Anyone know what “I’m three times seven” means?
by jd4au on Sep 10, 2009 10:23 AM EDT reply actions
Rusty’s reaction to whatever Schnelly said after being hit must have been hilarious, given his reaction just after the 0:22 mark. My guess is it was something about the mother of the player who knocked him down, and how she hit harder. [sigh] We’ll never know..
by Cochese on Sep 10, 2009 10:52 AM EDT reply actions
Say what you will about Ruby Tuesday, but they have the best salad bar in their price range. Ever see a salad bar in an Applebee’s or a TGI Fridays? I rest my case.
by wfguiteau on Sep 10, 2009 10:59 AM EDT reply actions
@Cochese@4:
Schnelly gave her “the raccoon trick.”
It involves a mask…
by King Cockfight on Sep 10, 2009 11:11 AM EDT reply actions
I’m tempted to say that Patchen could use waffles as a bulk-builder, but after seeing how well they’ve worked for Jacory Harris, I might need to see more data.

#####

From the comment thread, extract the passage that begins with the words "It involves a" and ends after "see more data.", keeping the wording unchanged.

SUPPLIED DATA:
#####

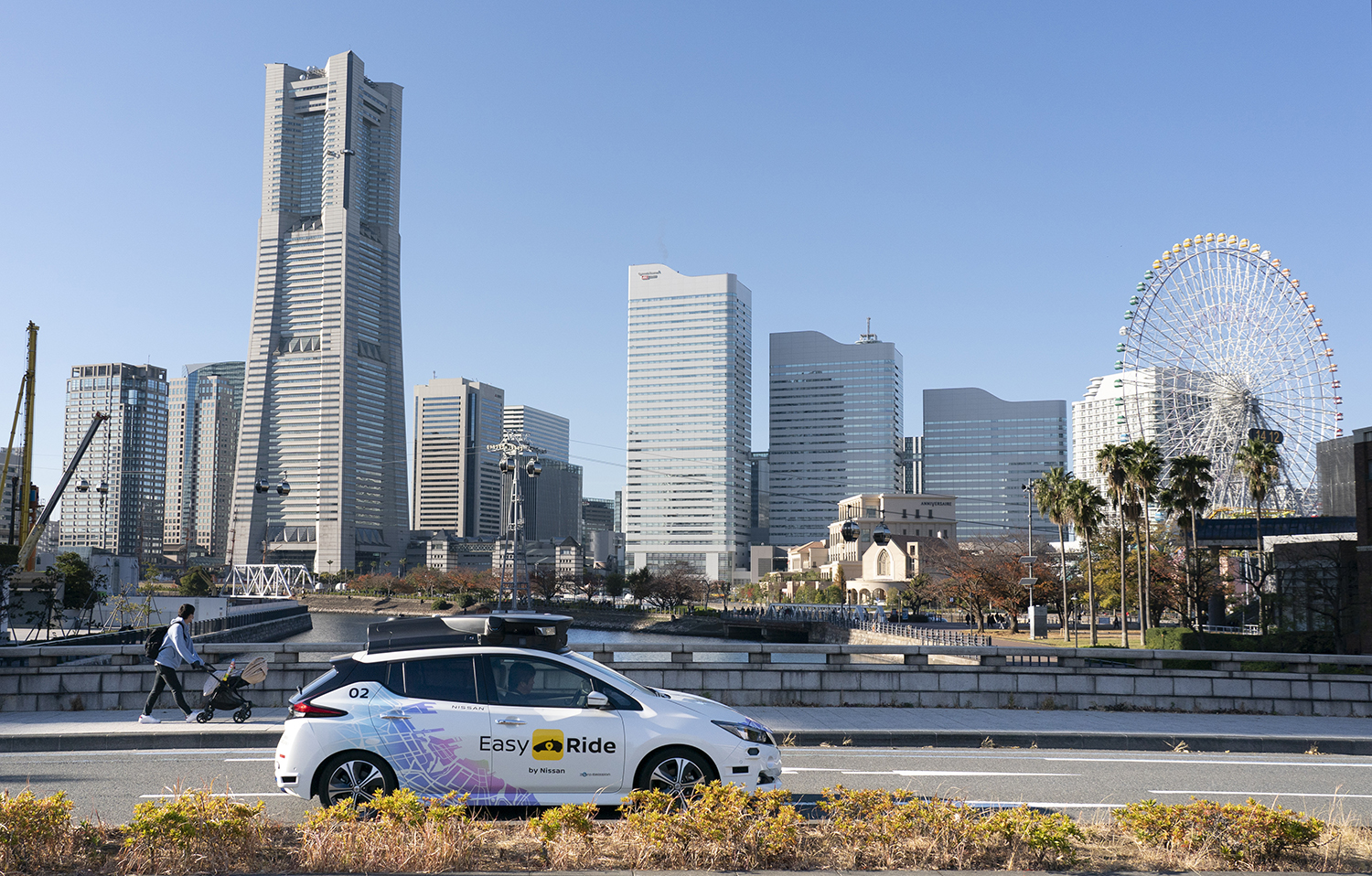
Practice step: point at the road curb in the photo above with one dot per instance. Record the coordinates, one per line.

#####

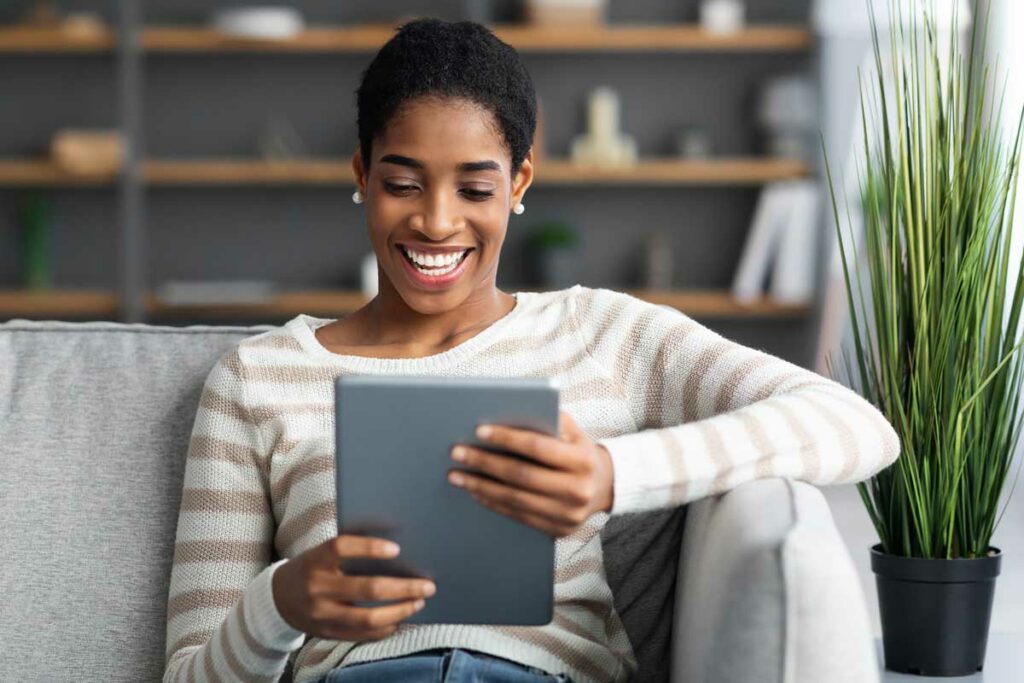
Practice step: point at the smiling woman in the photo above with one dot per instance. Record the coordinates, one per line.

#####

EXERCISE SOLUTION:
It involves a mask…
by King Cockfight on Sep 10, 2009 11:11 AM EDT reply actions
I’m tempted to say that Patchen could use waffles as a bulk-builder, but after seeing how well they’ve worked for Jacory Harris, I might need to see more data.